* **BRIEF**
With the line containing "Query: striped sofa" as the starting point, write out each line exactly through the final line of the listing, both ends included.

* **RECORDS FOR THIS EXERCISE**
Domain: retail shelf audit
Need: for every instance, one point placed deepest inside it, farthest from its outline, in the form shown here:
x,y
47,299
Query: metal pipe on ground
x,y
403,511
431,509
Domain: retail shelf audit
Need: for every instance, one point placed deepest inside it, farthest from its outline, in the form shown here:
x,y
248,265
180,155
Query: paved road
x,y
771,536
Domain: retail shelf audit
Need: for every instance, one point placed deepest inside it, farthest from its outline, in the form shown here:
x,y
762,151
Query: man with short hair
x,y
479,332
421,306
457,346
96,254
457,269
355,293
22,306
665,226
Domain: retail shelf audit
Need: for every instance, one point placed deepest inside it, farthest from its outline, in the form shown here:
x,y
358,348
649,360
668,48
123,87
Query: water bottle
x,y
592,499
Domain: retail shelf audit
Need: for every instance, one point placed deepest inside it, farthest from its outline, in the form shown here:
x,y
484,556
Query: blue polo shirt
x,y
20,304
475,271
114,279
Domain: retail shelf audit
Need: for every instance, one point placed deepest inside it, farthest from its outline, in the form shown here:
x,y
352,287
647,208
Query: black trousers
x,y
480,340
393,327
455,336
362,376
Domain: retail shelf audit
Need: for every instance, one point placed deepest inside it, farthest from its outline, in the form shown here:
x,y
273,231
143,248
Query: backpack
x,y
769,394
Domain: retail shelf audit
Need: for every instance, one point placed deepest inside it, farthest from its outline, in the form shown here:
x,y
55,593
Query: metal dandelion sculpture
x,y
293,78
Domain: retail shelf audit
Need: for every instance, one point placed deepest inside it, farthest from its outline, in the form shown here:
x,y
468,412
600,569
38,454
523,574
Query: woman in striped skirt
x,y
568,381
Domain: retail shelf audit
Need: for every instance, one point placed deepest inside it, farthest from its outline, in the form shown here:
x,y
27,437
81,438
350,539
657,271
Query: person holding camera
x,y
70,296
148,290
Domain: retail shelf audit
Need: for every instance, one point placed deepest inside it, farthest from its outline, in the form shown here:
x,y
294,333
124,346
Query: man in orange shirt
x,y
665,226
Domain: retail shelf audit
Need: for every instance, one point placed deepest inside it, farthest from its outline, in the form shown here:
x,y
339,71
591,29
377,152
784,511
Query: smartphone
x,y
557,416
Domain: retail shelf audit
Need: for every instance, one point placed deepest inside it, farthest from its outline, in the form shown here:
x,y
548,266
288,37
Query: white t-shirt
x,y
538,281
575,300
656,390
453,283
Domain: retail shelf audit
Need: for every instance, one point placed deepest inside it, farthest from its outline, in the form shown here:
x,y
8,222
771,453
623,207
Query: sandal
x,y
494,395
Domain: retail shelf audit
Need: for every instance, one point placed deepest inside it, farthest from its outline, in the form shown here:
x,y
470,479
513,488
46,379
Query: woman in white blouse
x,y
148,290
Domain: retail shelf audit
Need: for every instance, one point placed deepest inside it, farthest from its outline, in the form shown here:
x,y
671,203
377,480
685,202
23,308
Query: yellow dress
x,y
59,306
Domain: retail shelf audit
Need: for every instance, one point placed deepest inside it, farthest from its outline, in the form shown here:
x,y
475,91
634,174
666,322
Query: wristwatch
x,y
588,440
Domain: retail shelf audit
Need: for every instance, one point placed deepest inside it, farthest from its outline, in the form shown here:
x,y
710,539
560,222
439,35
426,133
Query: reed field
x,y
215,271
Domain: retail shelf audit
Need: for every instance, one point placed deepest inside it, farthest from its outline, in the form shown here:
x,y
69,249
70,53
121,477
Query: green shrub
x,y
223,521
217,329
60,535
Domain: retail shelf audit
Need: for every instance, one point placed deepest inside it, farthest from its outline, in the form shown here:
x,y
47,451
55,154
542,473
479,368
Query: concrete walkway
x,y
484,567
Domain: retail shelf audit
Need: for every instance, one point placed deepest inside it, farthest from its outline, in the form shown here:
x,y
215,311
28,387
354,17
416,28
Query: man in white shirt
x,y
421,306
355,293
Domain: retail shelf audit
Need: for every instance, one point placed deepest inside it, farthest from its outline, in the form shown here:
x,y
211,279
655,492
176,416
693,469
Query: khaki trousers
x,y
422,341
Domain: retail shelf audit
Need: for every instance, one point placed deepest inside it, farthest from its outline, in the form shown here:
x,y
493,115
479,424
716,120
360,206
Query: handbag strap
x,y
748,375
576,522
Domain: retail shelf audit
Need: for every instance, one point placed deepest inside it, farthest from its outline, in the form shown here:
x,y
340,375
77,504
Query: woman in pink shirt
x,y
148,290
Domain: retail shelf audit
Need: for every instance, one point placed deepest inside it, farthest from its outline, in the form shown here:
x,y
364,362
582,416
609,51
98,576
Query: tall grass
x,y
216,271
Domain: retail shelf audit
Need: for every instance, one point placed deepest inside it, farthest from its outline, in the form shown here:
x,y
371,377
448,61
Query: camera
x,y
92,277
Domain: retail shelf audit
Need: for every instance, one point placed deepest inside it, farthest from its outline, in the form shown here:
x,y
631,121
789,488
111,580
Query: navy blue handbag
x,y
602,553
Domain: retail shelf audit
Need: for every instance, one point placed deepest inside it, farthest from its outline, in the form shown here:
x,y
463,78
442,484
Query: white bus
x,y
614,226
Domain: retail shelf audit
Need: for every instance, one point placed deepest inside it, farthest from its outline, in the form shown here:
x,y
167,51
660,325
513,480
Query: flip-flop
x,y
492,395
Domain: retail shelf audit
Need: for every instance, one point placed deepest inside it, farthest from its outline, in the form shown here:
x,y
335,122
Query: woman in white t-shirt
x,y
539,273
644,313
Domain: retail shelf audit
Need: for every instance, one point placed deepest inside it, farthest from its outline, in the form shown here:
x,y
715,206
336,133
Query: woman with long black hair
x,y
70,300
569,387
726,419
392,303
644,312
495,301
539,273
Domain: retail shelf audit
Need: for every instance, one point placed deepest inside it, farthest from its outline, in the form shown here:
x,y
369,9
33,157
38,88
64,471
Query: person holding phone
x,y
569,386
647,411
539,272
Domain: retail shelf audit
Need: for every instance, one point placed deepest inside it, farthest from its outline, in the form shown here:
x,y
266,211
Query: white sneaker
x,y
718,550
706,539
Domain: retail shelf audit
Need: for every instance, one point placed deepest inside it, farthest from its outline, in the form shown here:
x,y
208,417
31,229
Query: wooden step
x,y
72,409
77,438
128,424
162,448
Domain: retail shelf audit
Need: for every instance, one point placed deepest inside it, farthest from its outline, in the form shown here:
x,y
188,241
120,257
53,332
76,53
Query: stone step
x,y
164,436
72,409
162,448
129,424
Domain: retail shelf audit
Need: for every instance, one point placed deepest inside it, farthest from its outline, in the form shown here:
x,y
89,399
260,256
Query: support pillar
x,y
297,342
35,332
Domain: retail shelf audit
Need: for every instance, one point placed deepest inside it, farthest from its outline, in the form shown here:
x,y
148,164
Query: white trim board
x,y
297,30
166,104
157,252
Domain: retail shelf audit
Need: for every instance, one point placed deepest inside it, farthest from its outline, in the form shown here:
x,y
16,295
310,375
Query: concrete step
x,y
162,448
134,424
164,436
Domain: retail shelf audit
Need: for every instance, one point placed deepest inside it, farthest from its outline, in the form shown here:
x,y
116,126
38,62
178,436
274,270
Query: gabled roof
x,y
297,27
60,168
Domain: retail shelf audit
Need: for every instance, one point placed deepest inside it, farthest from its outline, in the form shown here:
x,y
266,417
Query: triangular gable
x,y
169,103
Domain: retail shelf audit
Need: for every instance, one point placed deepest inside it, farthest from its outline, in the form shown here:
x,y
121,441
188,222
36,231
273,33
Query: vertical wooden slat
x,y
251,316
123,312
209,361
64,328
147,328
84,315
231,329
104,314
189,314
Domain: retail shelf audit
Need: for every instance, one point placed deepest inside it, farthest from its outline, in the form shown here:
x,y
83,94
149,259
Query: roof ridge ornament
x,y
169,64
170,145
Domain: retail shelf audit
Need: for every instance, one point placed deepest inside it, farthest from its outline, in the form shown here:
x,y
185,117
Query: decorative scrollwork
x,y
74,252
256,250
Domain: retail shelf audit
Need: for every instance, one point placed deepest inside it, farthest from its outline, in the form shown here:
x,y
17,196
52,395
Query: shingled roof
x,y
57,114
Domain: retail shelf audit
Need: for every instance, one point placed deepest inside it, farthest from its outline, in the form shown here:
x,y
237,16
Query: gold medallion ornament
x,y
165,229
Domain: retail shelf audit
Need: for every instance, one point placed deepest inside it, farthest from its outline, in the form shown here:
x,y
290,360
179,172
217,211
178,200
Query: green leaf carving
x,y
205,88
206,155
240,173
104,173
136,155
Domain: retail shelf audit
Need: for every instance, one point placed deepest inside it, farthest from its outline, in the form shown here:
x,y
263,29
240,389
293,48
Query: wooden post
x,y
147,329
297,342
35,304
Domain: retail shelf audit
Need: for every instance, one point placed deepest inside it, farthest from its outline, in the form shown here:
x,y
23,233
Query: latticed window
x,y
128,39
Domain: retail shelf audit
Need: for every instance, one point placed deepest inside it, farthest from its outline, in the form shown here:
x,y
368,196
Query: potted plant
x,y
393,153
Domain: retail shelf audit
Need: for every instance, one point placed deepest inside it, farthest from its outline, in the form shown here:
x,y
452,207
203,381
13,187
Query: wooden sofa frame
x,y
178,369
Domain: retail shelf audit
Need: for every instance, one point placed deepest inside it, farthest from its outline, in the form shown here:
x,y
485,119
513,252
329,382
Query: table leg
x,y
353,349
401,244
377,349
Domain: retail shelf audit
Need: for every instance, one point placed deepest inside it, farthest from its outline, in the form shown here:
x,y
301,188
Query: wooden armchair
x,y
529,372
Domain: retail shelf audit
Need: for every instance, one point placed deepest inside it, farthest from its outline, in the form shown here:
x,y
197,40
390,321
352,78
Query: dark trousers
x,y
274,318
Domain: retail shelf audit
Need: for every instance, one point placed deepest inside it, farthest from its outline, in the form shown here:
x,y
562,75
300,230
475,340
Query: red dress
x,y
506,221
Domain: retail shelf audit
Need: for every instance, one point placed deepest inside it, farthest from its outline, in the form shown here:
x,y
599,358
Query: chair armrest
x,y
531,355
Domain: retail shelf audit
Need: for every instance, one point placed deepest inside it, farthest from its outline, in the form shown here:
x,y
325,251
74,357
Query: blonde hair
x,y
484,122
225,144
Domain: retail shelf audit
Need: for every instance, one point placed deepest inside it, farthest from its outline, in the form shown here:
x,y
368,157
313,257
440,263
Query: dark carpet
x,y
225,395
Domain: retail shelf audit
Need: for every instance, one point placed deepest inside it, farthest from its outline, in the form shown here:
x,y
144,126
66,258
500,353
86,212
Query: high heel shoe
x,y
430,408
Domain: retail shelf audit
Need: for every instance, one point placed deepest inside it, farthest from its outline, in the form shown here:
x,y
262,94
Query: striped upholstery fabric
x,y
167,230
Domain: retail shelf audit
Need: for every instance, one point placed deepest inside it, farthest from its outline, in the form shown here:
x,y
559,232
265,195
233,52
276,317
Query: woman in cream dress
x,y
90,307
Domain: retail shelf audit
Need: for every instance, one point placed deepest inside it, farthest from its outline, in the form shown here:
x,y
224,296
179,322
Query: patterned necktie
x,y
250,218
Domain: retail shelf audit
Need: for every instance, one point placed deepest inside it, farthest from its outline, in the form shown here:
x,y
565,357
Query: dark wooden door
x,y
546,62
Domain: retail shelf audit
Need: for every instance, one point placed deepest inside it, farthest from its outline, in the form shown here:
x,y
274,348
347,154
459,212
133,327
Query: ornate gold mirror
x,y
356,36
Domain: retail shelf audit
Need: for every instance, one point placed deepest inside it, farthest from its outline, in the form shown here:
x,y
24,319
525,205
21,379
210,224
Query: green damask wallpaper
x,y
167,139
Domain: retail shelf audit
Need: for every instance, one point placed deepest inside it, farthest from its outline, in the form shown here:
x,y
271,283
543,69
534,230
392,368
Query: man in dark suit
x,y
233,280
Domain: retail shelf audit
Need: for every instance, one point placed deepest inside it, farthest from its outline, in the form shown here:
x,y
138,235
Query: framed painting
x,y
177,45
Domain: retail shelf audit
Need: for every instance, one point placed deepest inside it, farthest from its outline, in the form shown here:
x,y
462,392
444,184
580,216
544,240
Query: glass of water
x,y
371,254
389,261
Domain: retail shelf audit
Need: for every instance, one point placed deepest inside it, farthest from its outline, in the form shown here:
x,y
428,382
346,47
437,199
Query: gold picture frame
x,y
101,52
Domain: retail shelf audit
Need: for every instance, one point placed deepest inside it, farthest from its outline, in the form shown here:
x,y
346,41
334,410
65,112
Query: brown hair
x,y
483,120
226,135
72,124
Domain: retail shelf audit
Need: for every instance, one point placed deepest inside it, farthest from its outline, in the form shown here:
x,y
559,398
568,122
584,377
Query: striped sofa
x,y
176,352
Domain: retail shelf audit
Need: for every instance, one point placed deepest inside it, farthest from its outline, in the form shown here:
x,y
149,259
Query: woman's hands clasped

* **TASK ANSWER**
Query: striped sofa
x,y
176,352
Domain: retail shelf audit
Need: for every instance, one point placed deepest inside it, farthest from its outline, in the form shown here:
x,y
149,259
Query: woman's hands clasped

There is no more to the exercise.